Please count the lines in the records below that contain the string "hair", treating uppercase and lowercase as different, and reply with the number alone.

DATA RECORDS:
- - - -

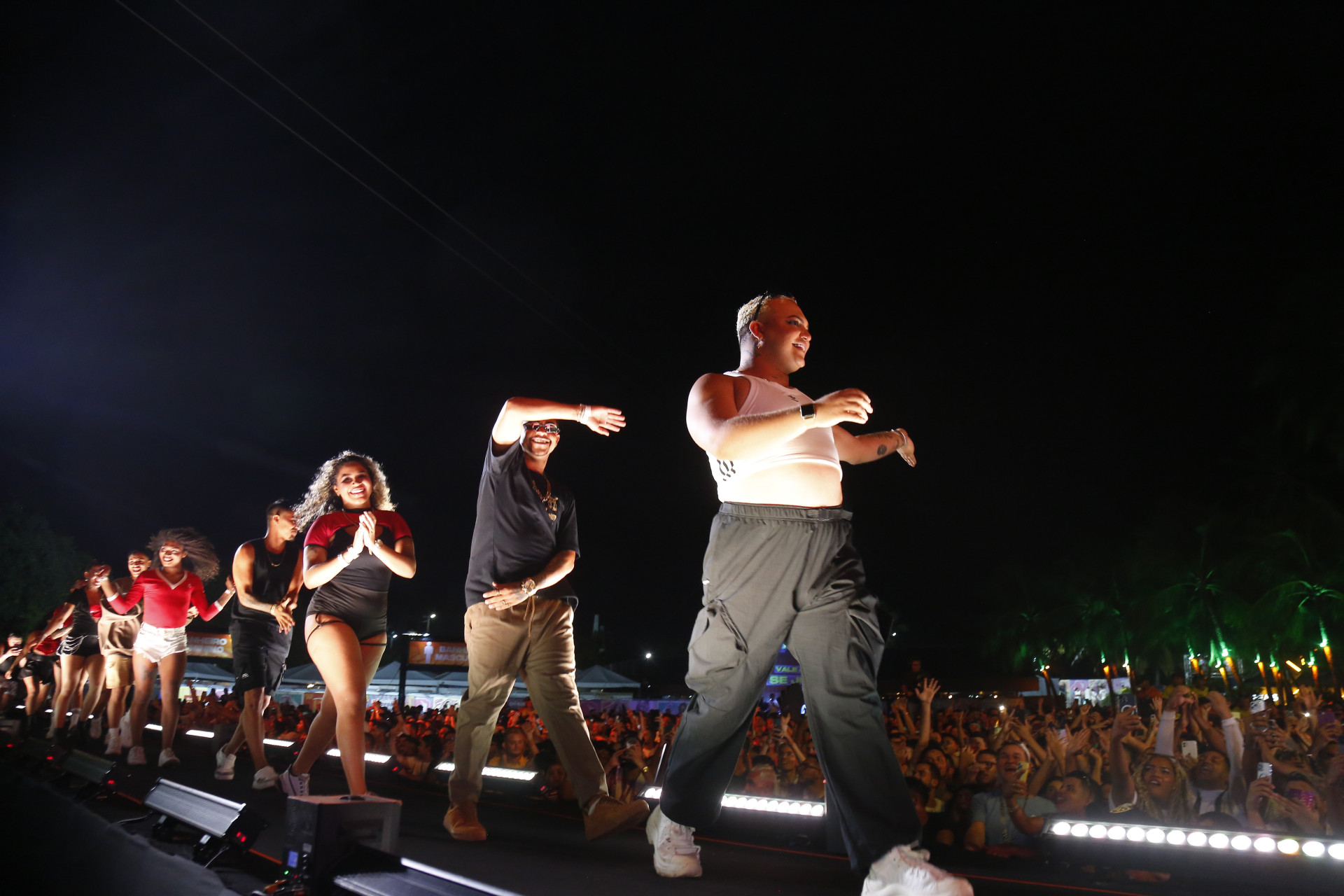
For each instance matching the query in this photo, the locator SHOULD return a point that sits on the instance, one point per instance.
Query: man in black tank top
(268, 575)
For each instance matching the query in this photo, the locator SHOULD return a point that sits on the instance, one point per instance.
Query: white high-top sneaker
(675, 853)
(906, 872)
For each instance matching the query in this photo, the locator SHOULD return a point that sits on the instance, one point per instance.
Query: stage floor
(538, 848)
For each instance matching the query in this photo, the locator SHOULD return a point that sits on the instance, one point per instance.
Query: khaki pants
(534, 638)
(118, 641)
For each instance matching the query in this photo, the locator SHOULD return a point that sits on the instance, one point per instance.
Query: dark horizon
(1051, 248)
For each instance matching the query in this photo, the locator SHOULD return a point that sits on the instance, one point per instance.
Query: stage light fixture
(493, 771)
(760, 804)
(369, 757)
(223, 824)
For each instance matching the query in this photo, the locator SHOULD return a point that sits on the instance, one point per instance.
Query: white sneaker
(225, 764)
(906, 872)
(675, 853)
(292, 783)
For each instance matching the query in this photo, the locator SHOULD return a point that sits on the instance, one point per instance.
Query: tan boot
(463, 824)
(606, 816)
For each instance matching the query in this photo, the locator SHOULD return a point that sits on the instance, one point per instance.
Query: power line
(386, 167)
(366, 186)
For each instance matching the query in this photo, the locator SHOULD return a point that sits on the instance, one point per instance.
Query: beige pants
(118, 640)
(534, 638)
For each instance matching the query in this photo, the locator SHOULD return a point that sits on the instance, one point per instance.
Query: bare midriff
(790, 484)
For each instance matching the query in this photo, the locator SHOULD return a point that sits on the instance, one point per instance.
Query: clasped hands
(503, 597)
(366, 536)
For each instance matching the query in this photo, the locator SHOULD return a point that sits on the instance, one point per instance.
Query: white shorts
(156, 643)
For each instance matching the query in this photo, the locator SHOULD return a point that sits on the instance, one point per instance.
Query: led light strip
(760, 804)
(194, 732)
(369, 757)
(493, 771)
(1198, 839)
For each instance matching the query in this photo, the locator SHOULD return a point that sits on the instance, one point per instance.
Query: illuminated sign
(217, 647)
(438, 653)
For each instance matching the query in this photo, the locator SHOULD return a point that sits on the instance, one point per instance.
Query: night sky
(1046, 242)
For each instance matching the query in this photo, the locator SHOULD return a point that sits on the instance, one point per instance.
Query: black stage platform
(536, 848)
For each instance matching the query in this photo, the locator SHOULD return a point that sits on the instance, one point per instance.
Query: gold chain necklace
(552, 503)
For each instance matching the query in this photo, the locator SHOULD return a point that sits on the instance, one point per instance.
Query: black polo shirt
(515, 536)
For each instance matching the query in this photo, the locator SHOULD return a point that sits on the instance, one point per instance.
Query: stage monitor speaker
(226, 825)
(413, 879)
(96, 771)
(323, 830)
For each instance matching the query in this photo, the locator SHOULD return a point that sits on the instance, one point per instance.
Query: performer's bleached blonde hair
(752, 311)
(320, 498)
(201, 554)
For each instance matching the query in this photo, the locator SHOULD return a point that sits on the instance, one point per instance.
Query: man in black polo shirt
(521, 613)
(267, 574)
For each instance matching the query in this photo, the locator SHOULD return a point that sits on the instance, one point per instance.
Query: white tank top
(813, 447)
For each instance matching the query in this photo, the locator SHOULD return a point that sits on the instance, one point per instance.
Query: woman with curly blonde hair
(355, 543)
(185, 561)
(1155, 785)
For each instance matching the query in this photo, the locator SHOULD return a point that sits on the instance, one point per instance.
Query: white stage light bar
(765, 804)
(1158, 836)
(369, 757)
(495, 771)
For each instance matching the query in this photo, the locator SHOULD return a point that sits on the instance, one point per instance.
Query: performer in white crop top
(783, 567)
(764, 449)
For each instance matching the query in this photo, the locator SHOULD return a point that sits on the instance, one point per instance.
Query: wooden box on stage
(321, 830)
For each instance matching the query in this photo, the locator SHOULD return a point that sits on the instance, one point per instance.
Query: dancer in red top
(175, 583)
(355, 543)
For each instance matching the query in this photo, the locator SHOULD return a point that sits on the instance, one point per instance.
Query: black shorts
(85, 645)
(368, 628)
(41, 669)
(260, 654)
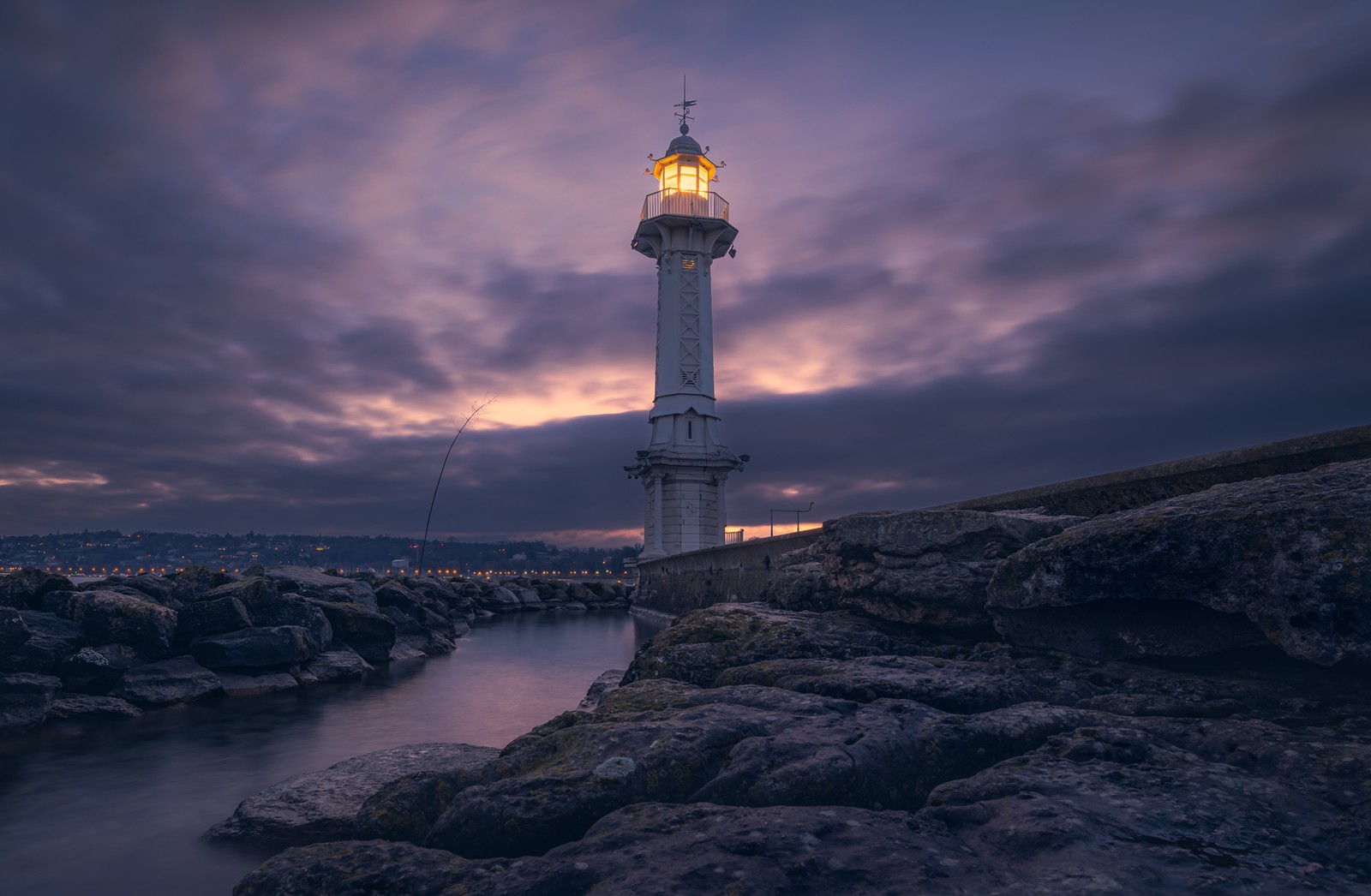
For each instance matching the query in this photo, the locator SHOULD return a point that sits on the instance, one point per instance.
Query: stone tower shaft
(685, 228)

- - - -

EXERCISE RESULT: 2